Aufgaben
**1.** Was kommt laut dem Text über Instagram dort deutlich zu kurz?
**2.** Schreib aus dem Text über Instagram die Stelle von „Insta-Overload“ bis „mehr fürs Glücklichsein?“ Wort für Wort ab.

Insta-Overload

Johannisbeer-Busch, eine kleine weiße Johannisbeere in der Hand und zwischen den Fingern
Weiße Johannisbeere

Feinsinnige, wohl durchdachte und ausführlich recherchierte, philosophische Gedanken kommen auf Instagram deutlich zu kurz. Es ist eine kurzlebige, hektische Welt, die unsere ohnehin schon zu stark aufgeladene, visuelle Kortexrinde zusätzlich auflädt und belastet. Wir werden von oberflächlichen Dingen wie ein Magnet angezogen. Der schöne bunte Klick-dich-durch-die-Bildchen Stream hat was von einem Bilderbuch, dass man einem Zweijährigen vorhält, der seit 20 Stunden nur geschlafen und Brei geschlürft hat. „Endlich Input!! Endlich bunte Bildchen!! Und Herzchen und Likes und Feedback!!“ Ist klar, dass wir total darauf abfahren. Ein Lob von Mama! Ein Herzchen von der Lehrerin! Ein guter väterlicher Rat vom Kollegen! Brauchen wir noch mehr fürs Glücklichsein?

Bereitgestelltes Material
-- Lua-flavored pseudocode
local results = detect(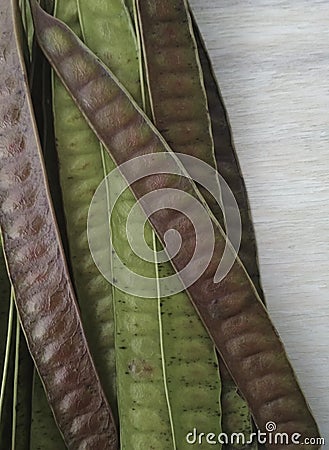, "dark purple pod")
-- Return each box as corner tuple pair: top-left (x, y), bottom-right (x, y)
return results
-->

Lösungen je Aufgabe
**1.** Feinsinnige, wohl durchdachte und ausführlich recherchierte, philosophische Gedanken.

**2.**
Insta-Overload

Johannisbeer-Busch, eine kleine weiße Johannisbeere in der Hand und zwischen den Fingern
Weiße Johannisbeere

Feinsinnige, wohl durchdachte und ausführlich recherchierte, philosophische Gedanken kommen auf Instagram deutlich zu kurz. Es ist eine kurzlebige, hektische Welt, die unsere ohnehin schon zu stark aufgeladene, visuelle Kortexrinde zusätzlich auflädt und belastet. Wir werden von oberflächlichen Dingen wie ein Magnet angezogen. Der schöne bunte Klick-dich-durch-die-Bildchen Stream hat was von einem Bilderbuch, dass man einem Zweijährigen vorhält, der seit 20 Stunden nur geschlafen und Brei geschlürft hat. „Endlich Input!! Endlich bunte Bildchen!! Und Herzchen und Likes und Feedback!!“ Ist klar, dass wir total darauf abfahren. Ein Lob von Mama! Ein Herzchen von der Lehrerin! Ein guter väterlicher Rat vom Kollegen! Brauchen wir noch mehr fürs Glücklichsein?